▸ Description of the task
Your task is to copy the lines from the line containing "Exercise. Mark the tall" through the end of the listing below, both included, without any pictures.

## BEGIN

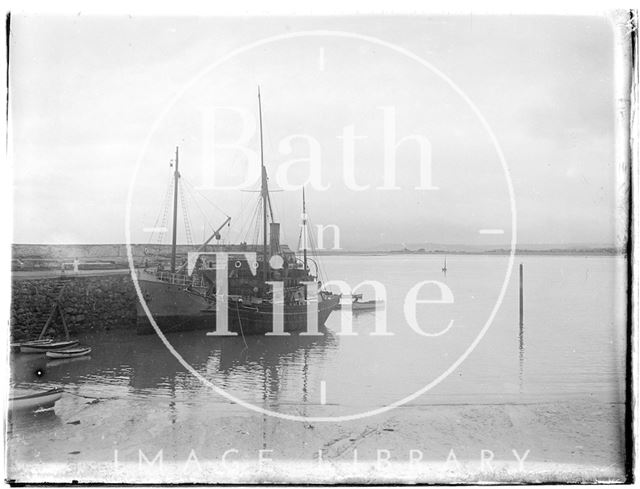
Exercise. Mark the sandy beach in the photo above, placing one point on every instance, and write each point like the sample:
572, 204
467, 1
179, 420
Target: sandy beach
578, 441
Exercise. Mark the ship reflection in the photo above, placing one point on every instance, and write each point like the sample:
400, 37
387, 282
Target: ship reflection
257, 367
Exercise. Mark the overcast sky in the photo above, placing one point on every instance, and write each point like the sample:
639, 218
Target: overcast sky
85, 92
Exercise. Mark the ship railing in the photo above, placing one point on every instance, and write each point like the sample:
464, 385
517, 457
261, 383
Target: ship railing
180, 279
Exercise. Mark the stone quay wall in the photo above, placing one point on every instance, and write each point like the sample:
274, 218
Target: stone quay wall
89, 303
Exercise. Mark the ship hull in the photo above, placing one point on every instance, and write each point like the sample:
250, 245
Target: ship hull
175, 309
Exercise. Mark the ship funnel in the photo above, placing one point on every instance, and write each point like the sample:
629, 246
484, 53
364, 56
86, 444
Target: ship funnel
274, 238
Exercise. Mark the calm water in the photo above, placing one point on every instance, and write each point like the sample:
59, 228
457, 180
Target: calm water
572, 346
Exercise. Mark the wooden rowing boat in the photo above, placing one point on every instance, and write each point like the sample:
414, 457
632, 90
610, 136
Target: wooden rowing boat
69, 352
29, 400
39, 346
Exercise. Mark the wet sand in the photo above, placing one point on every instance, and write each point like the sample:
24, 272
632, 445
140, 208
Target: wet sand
117, 441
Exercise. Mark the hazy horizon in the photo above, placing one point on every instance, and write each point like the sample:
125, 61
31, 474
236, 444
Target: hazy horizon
85, 92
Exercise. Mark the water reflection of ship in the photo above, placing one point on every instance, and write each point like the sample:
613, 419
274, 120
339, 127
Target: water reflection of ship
185, 297
225, 361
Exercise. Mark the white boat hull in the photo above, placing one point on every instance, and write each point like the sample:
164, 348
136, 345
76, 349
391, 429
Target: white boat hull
33, 347
68, 353
35, 400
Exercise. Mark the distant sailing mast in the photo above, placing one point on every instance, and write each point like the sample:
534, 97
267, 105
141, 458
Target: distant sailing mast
304, 229
266, 200
176, 177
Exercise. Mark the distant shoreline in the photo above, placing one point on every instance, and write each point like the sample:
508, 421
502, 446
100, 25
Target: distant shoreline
498, 252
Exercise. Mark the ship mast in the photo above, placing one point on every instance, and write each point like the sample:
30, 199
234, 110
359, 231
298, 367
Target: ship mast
304, 229
265, 197
176, 176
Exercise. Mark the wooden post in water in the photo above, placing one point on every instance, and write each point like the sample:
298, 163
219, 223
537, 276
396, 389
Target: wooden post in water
521, 299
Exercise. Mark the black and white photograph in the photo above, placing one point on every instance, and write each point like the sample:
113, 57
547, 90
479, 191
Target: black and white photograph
315, 247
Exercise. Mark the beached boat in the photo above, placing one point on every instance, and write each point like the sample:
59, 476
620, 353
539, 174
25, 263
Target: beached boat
184, 297
23, 400
358, 305
69, 352
42, 347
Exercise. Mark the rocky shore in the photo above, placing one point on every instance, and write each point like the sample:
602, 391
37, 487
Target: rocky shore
89, 303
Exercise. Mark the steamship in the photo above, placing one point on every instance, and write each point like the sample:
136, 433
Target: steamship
186, 296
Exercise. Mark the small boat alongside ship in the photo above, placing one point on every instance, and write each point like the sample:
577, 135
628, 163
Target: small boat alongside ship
361, 306
28, 400
184, 298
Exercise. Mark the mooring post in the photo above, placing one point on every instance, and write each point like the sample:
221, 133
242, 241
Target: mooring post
521, 299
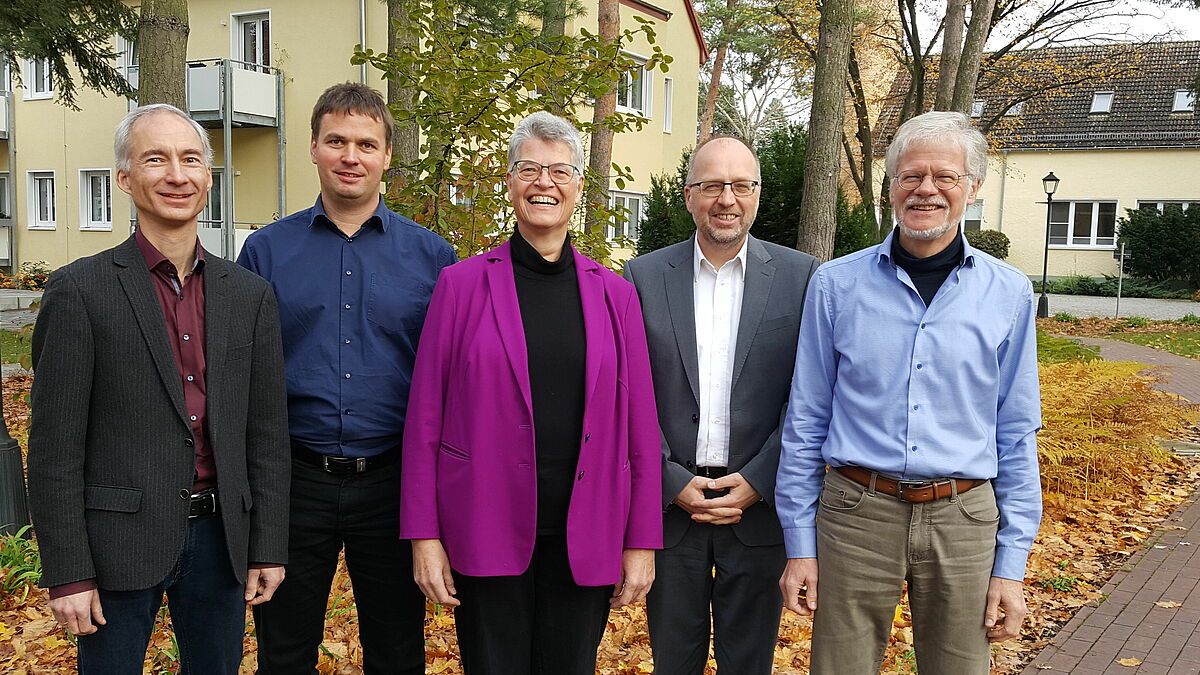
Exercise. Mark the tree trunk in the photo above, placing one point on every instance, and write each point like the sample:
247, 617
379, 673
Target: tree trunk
406, 137
600, 156
819, 204
952, 49
162, 47
972, 55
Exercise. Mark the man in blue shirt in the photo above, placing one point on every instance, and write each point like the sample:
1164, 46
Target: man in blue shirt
916, 382
353, 280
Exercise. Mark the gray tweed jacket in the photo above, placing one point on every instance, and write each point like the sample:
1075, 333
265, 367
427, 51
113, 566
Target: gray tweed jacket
111, 452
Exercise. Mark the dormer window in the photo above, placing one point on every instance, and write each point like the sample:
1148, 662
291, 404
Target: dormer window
1185, 101
1102, 102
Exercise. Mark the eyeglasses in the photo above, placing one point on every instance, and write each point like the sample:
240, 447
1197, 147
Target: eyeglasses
942, 179
714, 187
528, 171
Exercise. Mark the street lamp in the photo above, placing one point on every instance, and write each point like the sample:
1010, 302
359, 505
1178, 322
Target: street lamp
1049, 184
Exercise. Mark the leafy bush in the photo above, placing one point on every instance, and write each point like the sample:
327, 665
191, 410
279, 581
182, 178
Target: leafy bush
991, 242
1163, 245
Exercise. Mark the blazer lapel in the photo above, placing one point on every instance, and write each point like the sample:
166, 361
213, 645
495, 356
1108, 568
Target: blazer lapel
138, 287
678, 280
759, 276
503, 288
592, 300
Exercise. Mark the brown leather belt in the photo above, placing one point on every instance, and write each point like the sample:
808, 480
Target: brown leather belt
915, 491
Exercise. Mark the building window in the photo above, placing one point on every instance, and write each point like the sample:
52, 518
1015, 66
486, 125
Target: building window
39, 79
634, 91
669, 105
1084, 223
628, 219
972, 216
1102, 102
41, 199
96, 199
253, 40
1185, 102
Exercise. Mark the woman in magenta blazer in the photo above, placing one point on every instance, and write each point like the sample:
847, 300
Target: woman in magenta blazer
531, 482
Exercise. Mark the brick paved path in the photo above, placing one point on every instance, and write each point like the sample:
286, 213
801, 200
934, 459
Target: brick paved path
1129, 623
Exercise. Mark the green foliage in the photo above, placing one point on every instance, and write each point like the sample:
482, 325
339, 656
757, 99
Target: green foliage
1164, 245
21, 566
991, 242
474, 85
666, 219
75, 35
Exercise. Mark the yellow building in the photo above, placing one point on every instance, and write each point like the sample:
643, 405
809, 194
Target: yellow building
57, 196
1122, 135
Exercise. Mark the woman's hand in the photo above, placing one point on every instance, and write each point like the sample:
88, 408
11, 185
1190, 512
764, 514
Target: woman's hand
431, 571
636, 575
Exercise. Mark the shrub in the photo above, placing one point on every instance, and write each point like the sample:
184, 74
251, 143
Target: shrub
991, 242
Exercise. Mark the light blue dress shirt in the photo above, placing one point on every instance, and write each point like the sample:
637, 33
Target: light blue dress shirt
916, 393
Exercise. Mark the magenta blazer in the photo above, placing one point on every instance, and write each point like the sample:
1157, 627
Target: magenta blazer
468, 472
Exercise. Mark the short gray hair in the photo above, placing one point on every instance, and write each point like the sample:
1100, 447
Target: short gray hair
545, 126
941, 127
124, 137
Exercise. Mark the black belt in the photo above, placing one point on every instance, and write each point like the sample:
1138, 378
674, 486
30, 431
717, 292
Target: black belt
340, 465
203, 503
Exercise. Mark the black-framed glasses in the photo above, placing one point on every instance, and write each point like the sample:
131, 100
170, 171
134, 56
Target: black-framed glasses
714, 187
559, 172
942, 179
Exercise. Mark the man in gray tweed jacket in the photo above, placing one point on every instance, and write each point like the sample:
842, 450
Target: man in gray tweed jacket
159, 446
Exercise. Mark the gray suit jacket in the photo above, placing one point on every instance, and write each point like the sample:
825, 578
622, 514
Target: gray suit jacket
111, 452
775, 281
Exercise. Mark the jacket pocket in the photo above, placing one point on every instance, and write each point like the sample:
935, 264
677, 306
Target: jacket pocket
107, 497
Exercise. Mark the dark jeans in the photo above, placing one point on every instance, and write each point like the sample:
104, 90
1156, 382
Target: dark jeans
539, 622
361, 513
207, 609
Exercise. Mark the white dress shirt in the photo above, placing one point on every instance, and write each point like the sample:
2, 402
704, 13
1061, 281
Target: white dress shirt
718, 298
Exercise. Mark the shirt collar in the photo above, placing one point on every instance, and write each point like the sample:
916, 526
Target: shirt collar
379, 215
699, 257
154, 257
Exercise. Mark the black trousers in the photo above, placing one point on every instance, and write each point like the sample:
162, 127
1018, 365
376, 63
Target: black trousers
711, 566
360, 513
539, 622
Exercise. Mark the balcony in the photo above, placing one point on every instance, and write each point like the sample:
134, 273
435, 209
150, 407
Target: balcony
250, 94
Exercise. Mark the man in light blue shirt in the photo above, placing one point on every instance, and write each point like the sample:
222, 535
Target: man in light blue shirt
917, 383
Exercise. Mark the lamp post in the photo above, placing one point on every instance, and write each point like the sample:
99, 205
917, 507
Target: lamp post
1049, 184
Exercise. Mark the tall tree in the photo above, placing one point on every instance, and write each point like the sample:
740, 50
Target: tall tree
162, 41
822, 168
64, 31
600, 156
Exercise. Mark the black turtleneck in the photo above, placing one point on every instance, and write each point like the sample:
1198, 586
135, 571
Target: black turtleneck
552, 317
928, 274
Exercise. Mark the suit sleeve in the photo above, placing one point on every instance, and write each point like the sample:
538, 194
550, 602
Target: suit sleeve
645, 526
426, 411
268, 448
61, 398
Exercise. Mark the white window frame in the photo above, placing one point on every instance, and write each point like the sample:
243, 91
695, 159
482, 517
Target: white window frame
667, 103
1185, 101
35, 202
237, 46
85, 195
1102, 102
1092, 239
633, 226
37, 88
646, 82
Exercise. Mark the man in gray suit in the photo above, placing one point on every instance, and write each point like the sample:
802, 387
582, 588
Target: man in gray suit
159, 444
723, 312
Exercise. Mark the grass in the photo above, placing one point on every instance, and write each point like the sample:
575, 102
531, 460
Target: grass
1182, 342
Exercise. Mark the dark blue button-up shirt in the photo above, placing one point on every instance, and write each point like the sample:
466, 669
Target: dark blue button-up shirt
351, 309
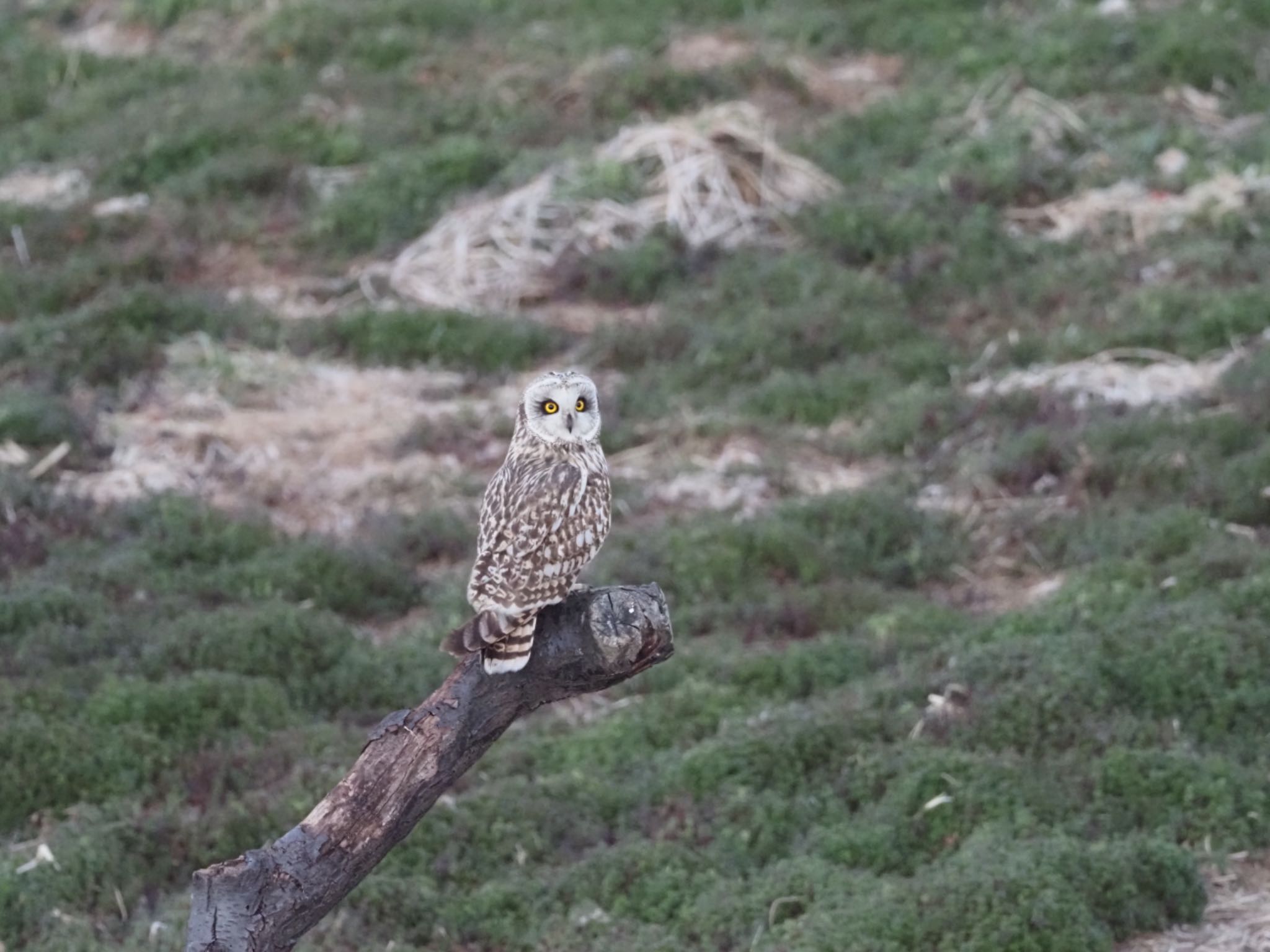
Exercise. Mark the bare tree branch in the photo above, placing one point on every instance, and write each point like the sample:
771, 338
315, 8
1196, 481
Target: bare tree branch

## END

▸ Exercise result
Exercise. Mark the tall tree in the photo above, placing one point on every instance, and write each point like the sample:
740, 50
Target: tall tree
162, 41
822, 168
64, 31
600, 156
Exercise. Mark the black turtleneck in the photo above, placing one point on every instance, and write each point like the sample:
1198, 586
135, 571
Target: black turtleneck
552, 317
928, 274
Exercise. Mark the suit sleeve in the photo above, placing one point on every instance, and write each point like the sample:
538, 194
550, 602
Target: suit sleeve
645, 526
426, 411
268, 448
61, 398
Exercise. Mark the white window frame in the photo above, placing one point on every instance, and write each point like the sample:
243, 91
695, 159
482, 517
Target: white window frame
667, 103
1185, 101
35, 202
237, 46
85, 195
1102, 102
1092, 239
633, 226
37, 88
646, 82
Exercise. Mark the man in gray suit in the photo above, placing one point on every instance, and write each point like the sample:
802, 387
582, 588
Target: man in gray suit
159, 444
723, 312
Exercise. Mark the grass in the photo above, placing one point on every instance, and write each point like the sample:
575, 102
531, 460
Target: grass
1182, 342
Exercise. Mark the dark blue button-up shirt in the photo above, placing one point on every instance, and write each point like the sample:
466, 669
Target: dark blue button-up shirt
351, 309
Exercise. Mark the bare tree branch in the photo above, placing one point on every instance, and write each point like the sample:
771, 338
315, 8
1196, 481
Target: bare tree branch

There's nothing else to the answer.